THE EXERCISE: Set down the line that contains "Point out the woman with" and every line after it to the end of the entries, exactly as they stand and nothing more.

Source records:
■ ■ ■ ■ ■

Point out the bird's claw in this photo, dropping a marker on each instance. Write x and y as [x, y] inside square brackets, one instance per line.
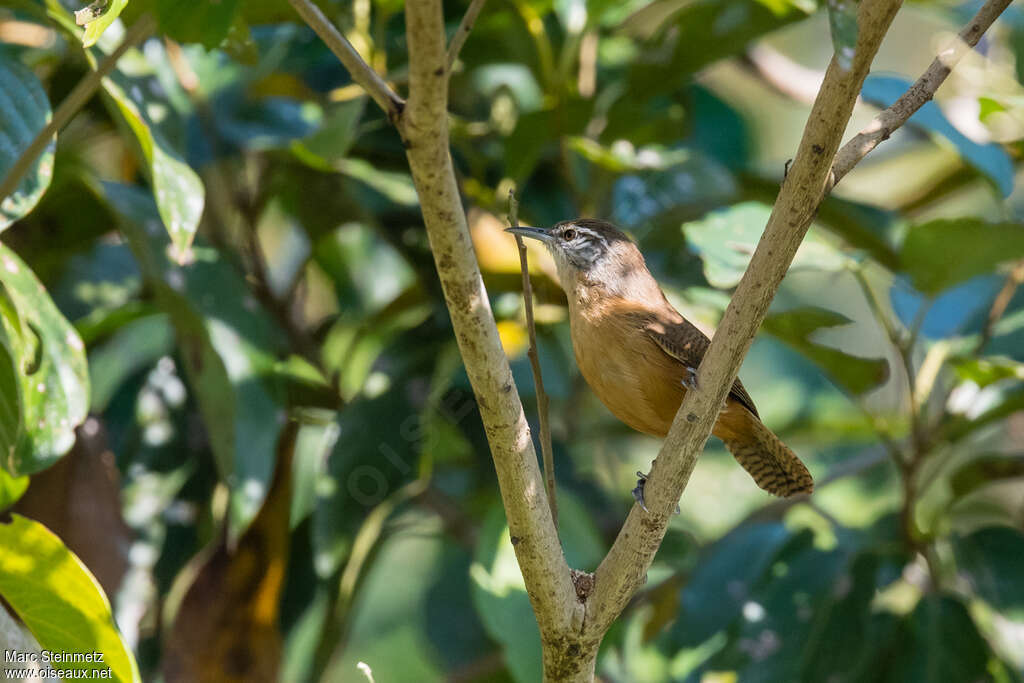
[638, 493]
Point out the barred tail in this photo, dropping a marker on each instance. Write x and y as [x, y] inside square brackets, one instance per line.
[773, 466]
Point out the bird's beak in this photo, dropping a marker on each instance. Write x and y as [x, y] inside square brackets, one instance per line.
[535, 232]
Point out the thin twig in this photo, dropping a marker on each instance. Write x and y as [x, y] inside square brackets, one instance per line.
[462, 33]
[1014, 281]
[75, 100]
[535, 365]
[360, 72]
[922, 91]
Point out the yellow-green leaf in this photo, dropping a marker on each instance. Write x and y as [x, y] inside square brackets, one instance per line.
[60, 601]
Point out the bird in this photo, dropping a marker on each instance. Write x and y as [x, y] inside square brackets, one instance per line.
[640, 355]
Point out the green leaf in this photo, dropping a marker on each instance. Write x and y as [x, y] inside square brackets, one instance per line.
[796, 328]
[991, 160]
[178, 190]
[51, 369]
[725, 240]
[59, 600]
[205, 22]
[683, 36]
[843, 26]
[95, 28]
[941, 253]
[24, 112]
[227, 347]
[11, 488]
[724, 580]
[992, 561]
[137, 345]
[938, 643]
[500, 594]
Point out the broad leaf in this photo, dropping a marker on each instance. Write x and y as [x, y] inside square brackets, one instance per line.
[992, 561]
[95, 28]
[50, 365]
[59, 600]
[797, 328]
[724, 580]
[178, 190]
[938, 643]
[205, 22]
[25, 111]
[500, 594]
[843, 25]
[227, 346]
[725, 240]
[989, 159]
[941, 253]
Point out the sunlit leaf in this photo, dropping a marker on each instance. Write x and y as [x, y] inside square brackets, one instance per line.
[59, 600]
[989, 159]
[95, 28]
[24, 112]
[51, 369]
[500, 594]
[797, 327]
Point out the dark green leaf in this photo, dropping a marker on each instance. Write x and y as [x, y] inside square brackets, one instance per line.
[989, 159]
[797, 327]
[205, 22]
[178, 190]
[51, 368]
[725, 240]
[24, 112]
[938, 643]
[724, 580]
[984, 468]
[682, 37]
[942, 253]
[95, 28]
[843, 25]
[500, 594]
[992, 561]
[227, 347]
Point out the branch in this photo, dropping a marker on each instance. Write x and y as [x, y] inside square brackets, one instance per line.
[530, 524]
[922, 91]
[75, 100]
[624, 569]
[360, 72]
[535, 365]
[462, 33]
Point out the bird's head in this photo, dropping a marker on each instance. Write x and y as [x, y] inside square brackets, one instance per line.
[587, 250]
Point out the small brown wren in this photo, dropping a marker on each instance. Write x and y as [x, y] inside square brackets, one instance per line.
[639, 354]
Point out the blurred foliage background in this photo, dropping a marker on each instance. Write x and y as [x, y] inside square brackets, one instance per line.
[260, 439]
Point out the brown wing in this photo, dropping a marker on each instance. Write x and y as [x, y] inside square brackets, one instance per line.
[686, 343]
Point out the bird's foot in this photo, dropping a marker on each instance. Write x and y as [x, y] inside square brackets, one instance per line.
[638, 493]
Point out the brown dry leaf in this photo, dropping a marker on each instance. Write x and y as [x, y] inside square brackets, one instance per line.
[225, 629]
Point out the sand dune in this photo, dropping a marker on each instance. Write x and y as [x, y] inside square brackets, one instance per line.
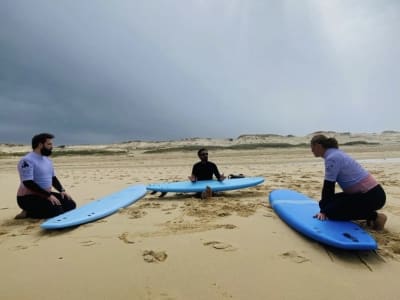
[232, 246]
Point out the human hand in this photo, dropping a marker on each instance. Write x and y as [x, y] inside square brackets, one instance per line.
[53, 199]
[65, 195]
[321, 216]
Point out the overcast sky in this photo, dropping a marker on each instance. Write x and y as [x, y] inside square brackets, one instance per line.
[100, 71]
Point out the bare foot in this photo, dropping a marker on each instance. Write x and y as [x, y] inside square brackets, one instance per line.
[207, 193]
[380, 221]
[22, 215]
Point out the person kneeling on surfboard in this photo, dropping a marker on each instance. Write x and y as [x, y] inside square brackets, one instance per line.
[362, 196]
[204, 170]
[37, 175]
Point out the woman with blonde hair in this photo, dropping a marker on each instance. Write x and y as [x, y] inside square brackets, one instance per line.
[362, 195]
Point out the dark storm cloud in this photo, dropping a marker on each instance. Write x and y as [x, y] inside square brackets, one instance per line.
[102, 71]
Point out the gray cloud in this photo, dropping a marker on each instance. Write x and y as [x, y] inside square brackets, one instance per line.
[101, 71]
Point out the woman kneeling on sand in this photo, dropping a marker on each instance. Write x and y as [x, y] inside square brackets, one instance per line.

■ ■ ■ ■ ■

ANSWER TO THIS EXERCISE:
Point out the woman with blonde hair in this photo, dropping a marker on each instance. Write x and y as [x, y] inside square brackets, one instance per line.
[362, 195]
Point out the dark storm cloud in this photo, dropping a marker on each instance. Write x and y as [x, y] inside square brackets, one instance per line.
[102, 71]
Point out the gray cloud in this photo, dropping a marker on each instance. Write x and y as [x, y] inside square brackets, one instance per line.
[101, 71]
Point out the woman kneeling on sand in this photo, dropping a marker on each instance. Write x and y as [x, y] inside square brackets, one instance per line.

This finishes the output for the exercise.